What the task asks: Pull out every line of the records below that contains the string "scaly", and copy each one. Matching is case-sensitive.

Material for this task:

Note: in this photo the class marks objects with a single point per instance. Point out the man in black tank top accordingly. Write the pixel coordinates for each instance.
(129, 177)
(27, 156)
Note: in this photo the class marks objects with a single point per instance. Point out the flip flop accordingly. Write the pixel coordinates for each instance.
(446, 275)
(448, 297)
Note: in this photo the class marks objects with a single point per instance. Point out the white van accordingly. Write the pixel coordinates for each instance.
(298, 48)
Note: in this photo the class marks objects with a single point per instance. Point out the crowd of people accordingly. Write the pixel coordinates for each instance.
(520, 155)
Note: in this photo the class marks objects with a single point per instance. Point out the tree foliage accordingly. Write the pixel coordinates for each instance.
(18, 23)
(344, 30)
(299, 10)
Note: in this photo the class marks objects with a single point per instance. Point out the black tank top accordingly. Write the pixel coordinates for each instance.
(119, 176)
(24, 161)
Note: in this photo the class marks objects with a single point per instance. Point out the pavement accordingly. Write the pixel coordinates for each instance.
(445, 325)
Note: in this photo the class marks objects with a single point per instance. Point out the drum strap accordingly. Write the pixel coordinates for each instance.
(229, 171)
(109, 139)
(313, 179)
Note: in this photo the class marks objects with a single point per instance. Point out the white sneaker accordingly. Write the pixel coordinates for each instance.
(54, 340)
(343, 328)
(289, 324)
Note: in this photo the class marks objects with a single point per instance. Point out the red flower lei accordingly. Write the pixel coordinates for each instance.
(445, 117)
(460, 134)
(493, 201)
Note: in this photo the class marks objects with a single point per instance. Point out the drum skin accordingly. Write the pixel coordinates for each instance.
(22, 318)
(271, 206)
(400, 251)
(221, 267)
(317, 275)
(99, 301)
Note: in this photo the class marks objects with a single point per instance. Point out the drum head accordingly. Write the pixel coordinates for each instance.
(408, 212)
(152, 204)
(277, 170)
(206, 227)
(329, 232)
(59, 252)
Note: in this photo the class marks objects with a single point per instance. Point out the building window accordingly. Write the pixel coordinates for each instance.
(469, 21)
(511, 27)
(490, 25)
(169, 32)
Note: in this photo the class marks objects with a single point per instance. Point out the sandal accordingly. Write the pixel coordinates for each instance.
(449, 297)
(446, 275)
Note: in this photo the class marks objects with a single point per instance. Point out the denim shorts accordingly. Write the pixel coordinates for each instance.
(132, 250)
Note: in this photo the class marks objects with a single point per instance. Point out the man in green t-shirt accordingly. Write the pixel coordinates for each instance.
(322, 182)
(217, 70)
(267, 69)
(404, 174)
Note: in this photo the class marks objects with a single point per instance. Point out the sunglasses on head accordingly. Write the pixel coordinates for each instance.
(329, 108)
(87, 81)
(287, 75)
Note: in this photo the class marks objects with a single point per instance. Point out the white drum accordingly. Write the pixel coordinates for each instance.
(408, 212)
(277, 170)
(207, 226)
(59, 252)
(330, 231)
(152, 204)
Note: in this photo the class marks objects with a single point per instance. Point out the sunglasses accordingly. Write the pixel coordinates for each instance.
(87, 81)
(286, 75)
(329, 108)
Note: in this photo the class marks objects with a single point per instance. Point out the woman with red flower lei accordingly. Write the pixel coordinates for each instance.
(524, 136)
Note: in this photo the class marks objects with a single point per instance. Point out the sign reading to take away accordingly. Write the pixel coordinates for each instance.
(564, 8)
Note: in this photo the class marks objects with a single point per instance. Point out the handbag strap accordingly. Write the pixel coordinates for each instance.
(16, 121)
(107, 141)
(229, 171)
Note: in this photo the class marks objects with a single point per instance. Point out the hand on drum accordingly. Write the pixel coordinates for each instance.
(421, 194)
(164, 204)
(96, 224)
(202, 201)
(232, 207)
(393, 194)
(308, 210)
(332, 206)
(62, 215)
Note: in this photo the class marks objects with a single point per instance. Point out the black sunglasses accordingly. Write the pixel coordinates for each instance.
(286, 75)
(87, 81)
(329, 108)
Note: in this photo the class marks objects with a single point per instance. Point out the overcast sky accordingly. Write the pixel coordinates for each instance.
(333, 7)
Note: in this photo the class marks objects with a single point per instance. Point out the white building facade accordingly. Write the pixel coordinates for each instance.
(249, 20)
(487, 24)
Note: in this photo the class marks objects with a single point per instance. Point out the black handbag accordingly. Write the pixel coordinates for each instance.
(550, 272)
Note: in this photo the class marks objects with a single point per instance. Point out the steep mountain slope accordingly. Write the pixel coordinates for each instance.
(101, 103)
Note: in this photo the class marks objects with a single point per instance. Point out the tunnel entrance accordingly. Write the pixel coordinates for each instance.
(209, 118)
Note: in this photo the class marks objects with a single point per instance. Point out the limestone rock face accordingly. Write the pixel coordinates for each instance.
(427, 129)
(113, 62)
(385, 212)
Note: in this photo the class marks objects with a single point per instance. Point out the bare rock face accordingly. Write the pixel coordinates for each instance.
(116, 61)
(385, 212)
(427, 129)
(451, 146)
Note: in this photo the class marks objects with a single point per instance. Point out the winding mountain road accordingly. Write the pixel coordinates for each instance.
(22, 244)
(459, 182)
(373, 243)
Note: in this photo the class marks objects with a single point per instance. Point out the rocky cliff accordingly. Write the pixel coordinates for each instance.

* * *

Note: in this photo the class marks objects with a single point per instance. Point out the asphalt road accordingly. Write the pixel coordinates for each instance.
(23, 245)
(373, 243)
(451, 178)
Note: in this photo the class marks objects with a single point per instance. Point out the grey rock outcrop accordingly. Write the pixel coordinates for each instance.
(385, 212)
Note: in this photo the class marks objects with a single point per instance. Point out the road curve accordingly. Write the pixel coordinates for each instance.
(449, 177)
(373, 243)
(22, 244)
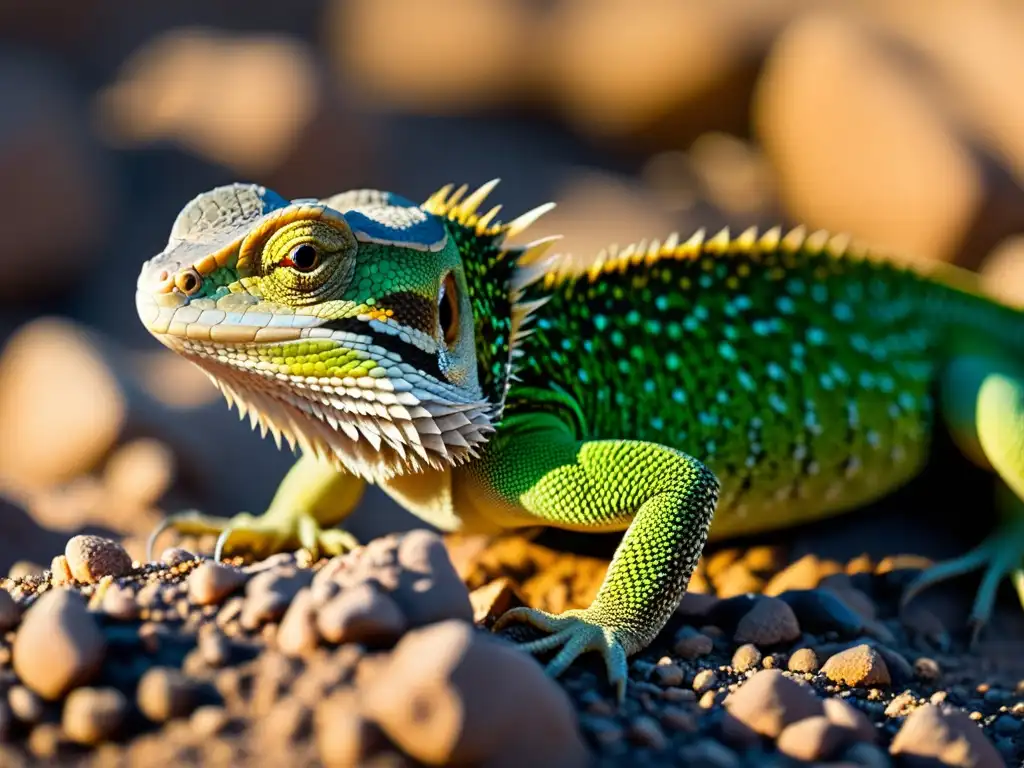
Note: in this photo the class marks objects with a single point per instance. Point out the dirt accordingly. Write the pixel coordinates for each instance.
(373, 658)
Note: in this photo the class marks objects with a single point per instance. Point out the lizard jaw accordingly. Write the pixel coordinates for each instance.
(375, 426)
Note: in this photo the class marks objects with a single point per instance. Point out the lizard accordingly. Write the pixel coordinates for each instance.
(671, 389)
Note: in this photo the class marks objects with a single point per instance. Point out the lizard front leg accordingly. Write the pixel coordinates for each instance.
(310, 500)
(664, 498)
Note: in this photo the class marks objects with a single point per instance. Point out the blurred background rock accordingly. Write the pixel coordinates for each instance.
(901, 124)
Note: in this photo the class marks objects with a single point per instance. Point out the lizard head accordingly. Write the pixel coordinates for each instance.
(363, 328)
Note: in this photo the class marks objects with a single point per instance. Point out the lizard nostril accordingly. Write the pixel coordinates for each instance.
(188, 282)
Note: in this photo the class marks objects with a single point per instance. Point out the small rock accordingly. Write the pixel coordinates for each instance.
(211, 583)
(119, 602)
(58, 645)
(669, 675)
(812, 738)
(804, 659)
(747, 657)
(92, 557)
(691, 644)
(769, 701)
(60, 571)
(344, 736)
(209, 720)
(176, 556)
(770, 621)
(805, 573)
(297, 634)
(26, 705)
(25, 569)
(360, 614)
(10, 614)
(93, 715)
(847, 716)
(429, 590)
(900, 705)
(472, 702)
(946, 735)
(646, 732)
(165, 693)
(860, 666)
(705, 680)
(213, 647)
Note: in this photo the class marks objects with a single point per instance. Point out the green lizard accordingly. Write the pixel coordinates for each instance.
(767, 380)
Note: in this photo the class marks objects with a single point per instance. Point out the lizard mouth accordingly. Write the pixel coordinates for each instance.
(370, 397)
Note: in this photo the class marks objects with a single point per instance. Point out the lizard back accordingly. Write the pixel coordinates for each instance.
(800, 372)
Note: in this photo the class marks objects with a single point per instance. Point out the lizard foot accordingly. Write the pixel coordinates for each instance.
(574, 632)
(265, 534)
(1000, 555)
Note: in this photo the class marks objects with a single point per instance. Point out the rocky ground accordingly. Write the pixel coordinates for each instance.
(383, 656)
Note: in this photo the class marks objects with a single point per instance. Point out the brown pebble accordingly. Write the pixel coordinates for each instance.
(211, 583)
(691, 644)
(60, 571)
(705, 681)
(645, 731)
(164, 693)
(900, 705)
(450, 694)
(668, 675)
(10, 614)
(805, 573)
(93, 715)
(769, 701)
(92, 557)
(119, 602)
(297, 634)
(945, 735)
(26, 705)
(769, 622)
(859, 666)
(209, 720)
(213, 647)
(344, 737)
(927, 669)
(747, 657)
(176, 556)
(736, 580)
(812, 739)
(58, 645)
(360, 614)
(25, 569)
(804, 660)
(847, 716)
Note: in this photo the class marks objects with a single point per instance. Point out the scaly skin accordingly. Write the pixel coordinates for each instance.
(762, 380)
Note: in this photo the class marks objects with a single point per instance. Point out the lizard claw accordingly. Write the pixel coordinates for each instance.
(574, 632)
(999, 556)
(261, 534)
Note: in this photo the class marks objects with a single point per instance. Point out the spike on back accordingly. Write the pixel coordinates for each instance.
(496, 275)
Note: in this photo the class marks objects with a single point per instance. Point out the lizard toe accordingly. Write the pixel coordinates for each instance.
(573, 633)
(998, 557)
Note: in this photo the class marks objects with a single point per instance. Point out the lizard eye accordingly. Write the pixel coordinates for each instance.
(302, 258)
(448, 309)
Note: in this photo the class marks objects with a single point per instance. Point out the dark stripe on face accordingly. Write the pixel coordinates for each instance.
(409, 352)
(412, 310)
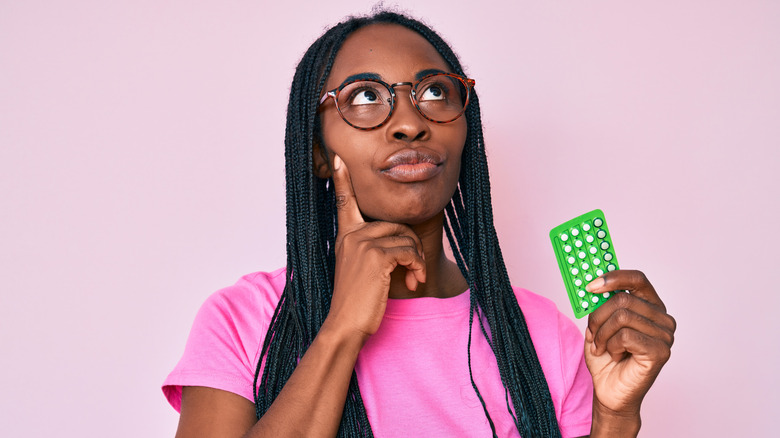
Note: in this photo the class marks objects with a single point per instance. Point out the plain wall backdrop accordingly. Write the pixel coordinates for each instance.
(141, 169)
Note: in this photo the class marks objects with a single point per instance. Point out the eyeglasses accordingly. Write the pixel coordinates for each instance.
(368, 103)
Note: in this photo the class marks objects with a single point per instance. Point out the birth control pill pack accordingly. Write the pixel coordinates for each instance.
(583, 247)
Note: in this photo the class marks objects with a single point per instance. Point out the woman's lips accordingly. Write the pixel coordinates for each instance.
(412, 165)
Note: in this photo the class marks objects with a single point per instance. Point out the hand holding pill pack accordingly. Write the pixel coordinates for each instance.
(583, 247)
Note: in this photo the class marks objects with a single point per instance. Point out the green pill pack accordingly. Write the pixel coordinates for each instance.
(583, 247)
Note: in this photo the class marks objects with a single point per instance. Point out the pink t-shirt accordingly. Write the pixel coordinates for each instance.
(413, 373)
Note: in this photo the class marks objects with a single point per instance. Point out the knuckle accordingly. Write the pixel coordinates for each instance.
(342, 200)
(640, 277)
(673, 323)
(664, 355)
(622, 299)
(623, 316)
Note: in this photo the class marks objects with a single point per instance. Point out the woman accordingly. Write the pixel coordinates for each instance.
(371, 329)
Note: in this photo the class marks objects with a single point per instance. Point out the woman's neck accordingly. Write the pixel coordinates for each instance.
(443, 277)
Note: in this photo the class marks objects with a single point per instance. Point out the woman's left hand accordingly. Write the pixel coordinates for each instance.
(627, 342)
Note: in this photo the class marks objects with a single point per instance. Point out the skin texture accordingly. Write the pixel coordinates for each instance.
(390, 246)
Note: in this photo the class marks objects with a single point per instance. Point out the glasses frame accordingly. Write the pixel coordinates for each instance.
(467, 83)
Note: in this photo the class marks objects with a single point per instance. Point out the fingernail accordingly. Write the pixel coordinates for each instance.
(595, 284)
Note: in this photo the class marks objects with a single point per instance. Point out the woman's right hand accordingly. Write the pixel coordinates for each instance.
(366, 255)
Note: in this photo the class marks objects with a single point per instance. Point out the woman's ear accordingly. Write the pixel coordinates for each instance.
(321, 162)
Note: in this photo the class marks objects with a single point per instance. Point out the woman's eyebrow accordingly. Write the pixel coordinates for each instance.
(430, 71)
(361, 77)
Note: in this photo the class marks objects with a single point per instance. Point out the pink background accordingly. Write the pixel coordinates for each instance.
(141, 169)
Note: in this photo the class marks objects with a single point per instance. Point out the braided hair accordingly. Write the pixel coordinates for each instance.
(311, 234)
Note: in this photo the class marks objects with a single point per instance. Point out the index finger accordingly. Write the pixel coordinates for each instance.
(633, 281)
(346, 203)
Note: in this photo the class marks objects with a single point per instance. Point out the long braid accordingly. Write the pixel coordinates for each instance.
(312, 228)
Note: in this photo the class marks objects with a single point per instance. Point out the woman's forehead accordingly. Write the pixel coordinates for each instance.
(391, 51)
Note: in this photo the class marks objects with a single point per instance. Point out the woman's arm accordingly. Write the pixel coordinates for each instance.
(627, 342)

Solution:
Note: in this photo the class marks objects with a single point per instance. Point out the scaly skin accordingly. Write the pixel coordinates for each instance.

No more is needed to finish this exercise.